[Start of Attachment]

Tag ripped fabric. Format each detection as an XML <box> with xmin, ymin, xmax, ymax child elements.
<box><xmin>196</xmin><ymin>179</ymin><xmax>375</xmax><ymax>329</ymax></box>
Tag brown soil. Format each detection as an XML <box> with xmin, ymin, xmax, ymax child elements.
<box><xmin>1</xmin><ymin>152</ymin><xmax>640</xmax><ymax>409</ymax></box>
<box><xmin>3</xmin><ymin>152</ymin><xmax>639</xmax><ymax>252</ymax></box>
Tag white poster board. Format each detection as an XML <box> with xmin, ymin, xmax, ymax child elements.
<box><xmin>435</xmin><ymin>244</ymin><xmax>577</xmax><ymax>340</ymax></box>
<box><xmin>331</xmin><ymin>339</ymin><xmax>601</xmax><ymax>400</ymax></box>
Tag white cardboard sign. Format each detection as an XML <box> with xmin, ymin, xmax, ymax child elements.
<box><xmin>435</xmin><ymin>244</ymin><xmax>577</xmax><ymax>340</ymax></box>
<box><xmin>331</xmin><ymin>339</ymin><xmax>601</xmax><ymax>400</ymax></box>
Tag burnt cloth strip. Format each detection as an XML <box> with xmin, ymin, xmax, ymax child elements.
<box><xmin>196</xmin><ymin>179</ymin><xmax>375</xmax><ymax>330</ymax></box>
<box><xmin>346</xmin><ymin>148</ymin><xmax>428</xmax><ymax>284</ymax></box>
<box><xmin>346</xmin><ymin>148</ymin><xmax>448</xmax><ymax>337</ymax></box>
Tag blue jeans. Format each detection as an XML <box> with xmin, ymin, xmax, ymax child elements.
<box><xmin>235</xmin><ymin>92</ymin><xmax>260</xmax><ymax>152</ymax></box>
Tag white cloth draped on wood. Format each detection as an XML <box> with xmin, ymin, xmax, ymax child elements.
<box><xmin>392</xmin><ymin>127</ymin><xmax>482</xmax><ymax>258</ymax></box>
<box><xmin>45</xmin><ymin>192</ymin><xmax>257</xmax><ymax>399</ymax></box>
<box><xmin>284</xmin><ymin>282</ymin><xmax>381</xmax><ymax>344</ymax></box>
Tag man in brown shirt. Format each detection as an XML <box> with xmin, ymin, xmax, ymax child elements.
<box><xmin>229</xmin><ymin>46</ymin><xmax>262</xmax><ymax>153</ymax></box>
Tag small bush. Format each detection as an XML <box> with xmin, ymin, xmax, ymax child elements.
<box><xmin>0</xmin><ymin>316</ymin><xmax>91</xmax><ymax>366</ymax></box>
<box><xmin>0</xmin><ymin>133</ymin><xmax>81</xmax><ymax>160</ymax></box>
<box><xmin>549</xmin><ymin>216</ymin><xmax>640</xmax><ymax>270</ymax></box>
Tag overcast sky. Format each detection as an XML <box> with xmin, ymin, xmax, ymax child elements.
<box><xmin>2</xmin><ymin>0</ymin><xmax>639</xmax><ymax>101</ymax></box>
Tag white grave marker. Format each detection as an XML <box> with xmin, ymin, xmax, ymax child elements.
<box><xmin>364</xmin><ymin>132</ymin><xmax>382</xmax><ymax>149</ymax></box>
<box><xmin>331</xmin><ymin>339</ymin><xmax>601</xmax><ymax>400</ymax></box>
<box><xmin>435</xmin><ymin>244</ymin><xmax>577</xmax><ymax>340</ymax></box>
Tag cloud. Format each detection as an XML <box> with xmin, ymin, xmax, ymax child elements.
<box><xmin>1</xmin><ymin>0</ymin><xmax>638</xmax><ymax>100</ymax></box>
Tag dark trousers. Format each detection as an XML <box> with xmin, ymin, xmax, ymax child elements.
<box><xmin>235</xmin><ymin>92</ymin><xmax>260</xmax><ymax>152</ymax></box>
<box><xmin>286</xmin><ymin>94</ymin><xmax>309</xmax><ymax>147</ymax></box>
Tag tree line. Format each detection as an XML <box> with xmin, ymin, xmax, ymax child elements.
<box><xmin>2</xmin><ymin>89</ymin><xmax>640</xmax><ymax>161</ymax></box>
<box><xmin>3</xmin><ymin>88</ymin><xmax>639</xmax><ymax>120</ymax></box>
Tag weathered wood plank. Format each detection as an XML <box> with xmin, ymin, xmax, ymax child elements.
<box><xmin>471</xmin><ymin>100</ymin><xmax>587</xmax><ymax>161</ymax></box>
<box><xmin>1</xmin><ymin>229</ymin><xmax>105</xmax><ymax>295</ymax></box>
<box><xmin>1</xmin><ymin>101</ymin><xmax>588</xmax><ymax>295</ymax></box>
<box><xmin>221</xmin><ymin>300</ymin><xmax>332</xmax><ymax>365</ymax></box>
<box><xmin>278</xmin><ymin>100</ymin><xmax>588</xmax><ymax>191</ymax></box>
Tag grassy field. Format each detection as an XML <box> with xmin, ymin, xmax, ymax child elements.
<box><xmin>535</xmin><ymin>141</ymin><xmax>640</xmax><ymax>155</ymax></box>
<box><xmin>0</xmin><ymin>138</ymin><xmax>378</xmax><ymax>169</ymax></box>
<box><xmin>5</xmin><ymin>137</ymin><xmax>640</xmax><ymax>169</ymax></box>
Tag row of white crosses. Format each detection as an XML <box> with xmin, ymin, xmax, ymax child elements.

[End of Attachment]

- [Try it]: Restate the data above in full, keeping every word as it is.

- [Solved exercise]:
Tag ripped fabric. Format each detection as an XML <box> with xmin, ymin, xmax, ymax child elements.
<box><xmin>196</xmin><ymin>179</ymin><xmax>375</xmax><ymax>329</ymax></box>
Tag brown soil. Format each detection as an XML <box> with xmin, ymin, xmax, ymax child elements.
<box><xmin>1</xmin><ymin>152</ymin><xmax>640</xmax><ymax>409</ymax></box>
<box><xmin>3</xmin><ymin>152</ymin><xmax>639</xmax><ymax>252</ymax></box>
Tag white poster board. Format each detection as an XML <box> with xmin, ymin, xmax, ymax child elements.
<box><xmin>435</xmin><ymin>244</ymin><xmax>577</xmax><ymax>340</ymax></box>
<box><xmin>331</xmin><ymin>339</ymin><xmax>601</xmax><ymax>400</ymax></box>
Tag white cardboard sign. Format each detection as an XML <box> with xmin, ymin, xmax, ymax child elements.
<box><xmin>435</xmin><ymin>244</ymin><xmax>577</xmax><ymax>340</ymax></box>
<box><xmin>331</xmin><ymin>339</ymin><xmax>601</xmax><ymax>400</ymax></box>
Tag burnt cloth strip. Format each detection as an XML <box> with xmin, ymin, xmax, ymax child elements.
<box><xmin>196</xmin><ymin>179</ymin><xmax>375</xmax><ymax>330</ymax></box>
<box><xmin>346</xmin><ymin>148</ymin><xmax>428</xmax><ymax>284</ymax></box>
<box><xmin>346</xmin><ymin>148</ymin><xmax>448</xmax><ymax>337</ymax></box>
Tag blue jeans. Format each detection as an XML <box> with xmin, ymin, xmax, ymax child elements.
<box><xmin>235</xmin><ymin>92</ymin><xmax>260</xmax><ymax>152</ymax></box>
Tag white cloth draped on wood. Format each detection as an XML <box> with xmin, ymin, xmax, ymax child elements.
<box><xmin>392</xmin><ymin>127</ymin><xmax>482</xmax><ymax>258</ymax></box>
<box><xmin>45</xmin><ymin>192</ymin><xmax>257</xmax><ymax>399</ymax></box>
<box><xmin>284</xmin><ymin>282</ymin><xmax>381</xmax><ymax>344</ymax></box>
Tag man in brown shirt. Format each detection as an XML <box> with xmin, ymin, xmax, ymax child elements.
<box><xmin>229</xmin><ymin>46</ymin><xmax>262</xmax><ymax>153</ymax></box>
Tag small bush. Format each detection as an XML <box> with xmin, ymin, xmax, ymax child elements.
<box><xmin>0</xmin><ymin>316</ymin><xmax>91</xmax><ymax>366</ymax></box>
<box><xmin>0</xmin><ymin>133</ymin><xmax>81</xmax><ymax>160</ymax></box>
<box><xmin>549</xmin><ymin>216</ymin><xmax>640</xmax><ymax>270</ymax></box>
Tag overcast sky. Format each detection as an XML <box> with xmin, ymin, xmax, ymax child elements.
<box><xmin>2</xmin><ymin>0</ymin><xmax>639</xmax><ymax>101</ymax></box>
Tag white grave marker. Format each detection as an XML <box> with xmin, ymin, xmax, ymax child elements.
<box><xmin>364</xmin><ymin>132</ymin><xmax>382</xmax><ymax>149</ymax></box>
<box><xmin>331</xmin><ymin>339</ymin><xmax>601</xmax><ymax>400</ymax></box>
<box><xmin>435</xmin><ymin>244</ymin><xmax>577</xmax><ymax>340</ymax></box>
Tag cloud. Format each detection as an XML <box> with xmin, ymin, xmax, ymax child elements.
<box><xmin>1</xmin><ymin>0</ymin><xmax>638</xmax><ymax>100</ymax></box>
Tag dark trousers. Format each detection as an XML <box> with xmin, ymin, xmax, ymax child elements.
<box><xmin>235</xmin><ymin>92</ymin><xmax>260</xmax><ymax>152</ymax></box>
<box><xmin>286</xmin><ymin>94</ymin><xmax>309</xmax><ymax>147</ymax></box>
Tag tree line. Format each detection as an XML <box> with xmin, ymin, xmax, ymax child elements.
<box><xmin>2</xmin><ymin>89</ymin><xmax>640</xmax><ymax>161</ymax></box>
<box><xmin>3</xmin><ymin>88</ymin><xmax>639</xmax><ymax>120</ymax></box>
Tag weathered wood plank. Format each detection as an XML <box> with xmin, ymin, xmax, ymax child elements.
<box><xmin>471</xmin><ymin>100</ymin><xmax>587</xmax><ymax>161</ymax></box>
<box><xmin>1</xmin><ymin>229</ymin><xmax>105</xmax><ymax>295</ymax></box>
<box><xmin>1</xmin><ymin>101</ymin><xmax>588</xmax><ymax>295</ymax></box>
<box><xmin>221</xmin><ymin>300</ymin><xmax>332</xmax><ymax>365</ymax></box>
<box><xmin>278</xmin><ymin>100</ymin><xmax>588</xmax><ymax>191</ymax></box>
Tag grassy field. Format each detection as an XML <box> with xmin, ymin, xmax, ymax child elements.
<box><xmin>535</xmin><ymin>141</ymin><xmax>640</xmax><ymax>155</ymax></box>
<box><xmin>0</xmin><ymin>138</ymin><xmax>378</xmax><ymax>169</ymax></box>
<box><xmin>5</xmin><ymin>137</ymin><xmax>640</xmax><ymax>169</ymax></box>
Tag row of white crosses. Format each detection as an XML <box> with xmin, ymin, xmax, ymax child elements.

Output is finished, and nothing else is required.